━━━━━ TEXT SEGMENT ━━━━━
Feral pigs are a threat to the environment, native wildlife and Australia's agriculture sector. Image by PR HANDOUT IMAGE PHOTO

Environment

Feral pigs threaten Aussie bananas, pork

2020-07-22 17:41:41

Australia’s banana and pork industry are under threat from feral pigs, with groups calling for more funding to help control herd numbers. 

Australian Banana Growers’ Council deputy chair Leon Collins told a Senate inquiry feral pigs were spreading Panama TR4, a devastating fungal disease with no treatment.

The disease has spread to four farms in the Tully region in Queensland.

“Once you get it on your property that’s it, you cannot plant bananas there ever again. You have to grow another crop,” he said on Tuesday.

“Pigs have been the major factor of spreading it between these farms.

“Pigs know no boundaries.”

Mr Collins said bananas were Australia’s largest horticulture industry with an estimated value of about $1 billion.

Most of the industry is in far north Queensland, which also has problems with feral pigs.

Banana growers and the state government have jointly funded a control program since 2017 which has seen 6000 feral pigs taken out.

The program costs about $150,000 per year and funding will run out over the next year. 

The growers group has asked the federal government for funding.

The inquiry heard similar concerns from Australia’s pork industry, with feral pigs a problem as they’re able to spread disease to domestic pigs.

Australian pork chief Margo Andrae said the spread of African swine fever – which has seen 30 per cent of global pig populations die – as well as foot-and-mouth disease would be devastating.

“The feral pig herd poses a great threat to the Australian natural environment, native wildlife and is a significant threat to Australian agriculture and has been for many decades,” she said.

“For producers and employers the lasting financial, social and emotional devastation will be akin to the worst kind of natural disaster.”

Estimates from 1990 put Australia’s feral pig population at between 3.5 million and 23.5 million. 

National feral pig management coordinator Heather Channon says authorities are in the midst of putting together updated estimates.

Dr Channon is developing a national action plan for feral pig management, which is due for completion by the end of January.

She says more coordination is needed between the numerous groups doing separate work.

Ambitious targets, more funding and a national database is needed, Dr Channon added.

Because of the pigs’ reproductive rates there needs to be a 70 per cent destruction rate to reduce their numbers, she said.

The inquiry is looking into the impact of feral pigs, deer and goats.
━━━━━ RECORDS SUPPLIED ━━━━━
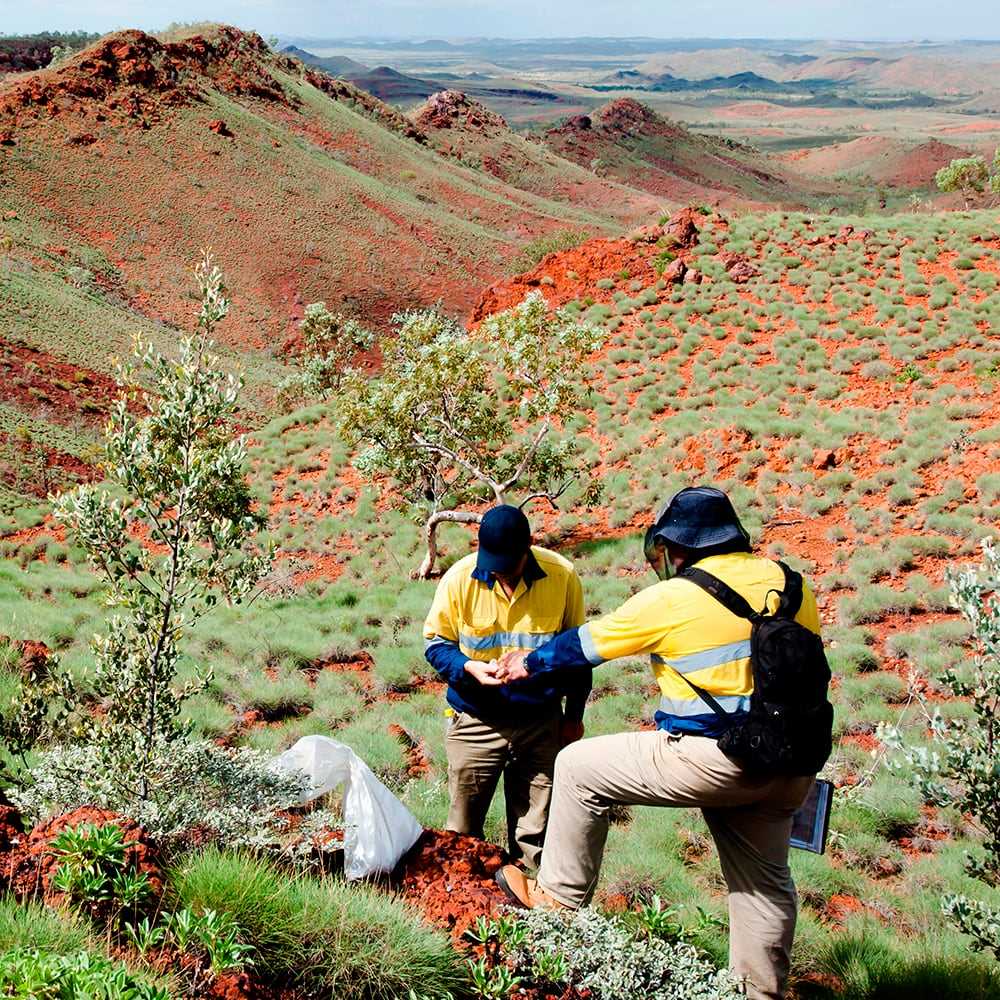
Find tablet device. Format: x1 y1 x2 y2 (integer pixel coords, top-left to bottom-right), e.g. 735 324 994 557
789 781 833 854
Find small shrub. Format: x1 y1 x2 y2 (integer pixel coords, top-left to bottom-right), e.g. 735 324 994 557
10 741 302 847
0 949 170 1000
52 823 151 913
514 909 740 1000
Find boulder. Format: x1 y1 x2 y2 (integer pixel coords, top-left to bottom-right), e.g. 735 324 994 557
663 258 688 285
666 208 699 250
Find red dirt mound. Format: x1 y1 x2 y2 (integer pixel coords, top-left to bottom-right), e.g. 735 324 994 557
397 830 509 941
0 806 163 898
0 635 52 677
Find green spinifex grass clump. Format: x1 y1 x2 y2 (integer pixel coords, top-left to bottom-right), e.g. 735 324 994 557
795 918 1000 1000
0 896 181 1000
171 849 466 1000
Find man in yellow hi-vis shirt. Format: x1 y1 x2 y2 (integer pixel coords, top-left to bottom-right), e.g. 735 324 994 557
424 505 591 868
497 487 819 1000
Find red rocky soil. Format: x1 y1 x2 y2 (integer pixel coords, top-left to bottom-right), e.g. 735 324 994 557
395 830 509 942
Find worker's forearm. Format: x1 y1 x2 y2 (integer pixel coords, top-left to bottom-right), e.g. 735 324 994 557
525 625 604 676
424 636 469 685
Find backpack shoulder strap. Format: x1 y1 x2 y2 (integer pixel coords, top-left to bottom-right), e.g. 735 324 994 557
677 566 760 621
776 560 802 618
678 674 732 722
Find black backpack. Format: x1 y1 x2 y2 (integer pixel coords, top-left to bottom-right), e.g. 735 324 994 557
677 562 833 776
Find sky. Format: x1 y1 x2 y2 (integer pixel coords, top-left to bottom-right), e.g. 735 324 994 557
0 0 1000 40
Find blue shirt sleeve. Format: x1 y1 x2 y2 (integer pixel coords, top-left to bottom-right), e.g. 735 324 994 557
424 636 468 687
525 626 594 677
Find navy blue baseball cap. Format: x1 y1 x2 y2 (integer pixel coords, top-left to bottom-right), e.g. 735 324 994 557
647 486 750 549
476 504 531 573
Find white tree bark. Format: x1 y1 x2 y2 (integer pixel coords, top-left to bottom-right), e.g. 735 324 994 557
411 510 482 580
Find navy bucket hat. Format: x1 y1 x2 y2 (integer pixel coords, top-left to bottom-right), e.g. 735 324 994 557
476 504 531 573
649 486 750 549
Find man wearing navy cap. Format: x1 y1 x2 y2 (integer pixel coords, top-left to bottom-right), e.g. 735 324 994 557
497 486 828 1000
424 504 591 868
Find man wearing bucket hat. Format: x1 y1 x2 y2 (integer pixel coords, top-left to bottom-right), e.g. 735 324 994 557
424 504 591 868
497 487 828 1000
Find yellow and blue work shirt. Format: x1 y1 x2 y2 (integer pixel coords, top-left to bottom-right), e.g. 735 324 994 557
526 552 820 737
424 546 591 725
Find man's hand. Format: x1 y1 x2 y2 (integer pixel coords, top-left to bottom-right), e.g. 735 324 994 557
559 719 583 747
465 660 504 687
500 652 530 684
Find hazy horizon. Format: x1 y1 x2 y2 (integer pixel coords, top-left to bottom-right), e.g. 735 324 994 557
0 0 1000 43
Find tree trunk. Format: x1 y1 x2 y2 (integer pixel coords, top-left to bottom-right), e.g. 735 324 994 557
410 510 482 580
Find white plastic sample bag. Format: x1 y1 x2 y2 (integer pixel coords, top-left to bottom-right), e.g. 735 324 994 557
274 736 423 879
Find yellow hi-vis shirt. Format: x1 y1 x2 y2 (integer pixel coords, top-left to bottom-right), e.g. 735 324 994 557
━━━━━
(EXERCISE AIM)
According to the article on feral pigs, how many feral pigs have been taken out by the control program that banana growers and the state government have funded since 2017?

(ANSWER FOR THE TASK)
6000 feral pigs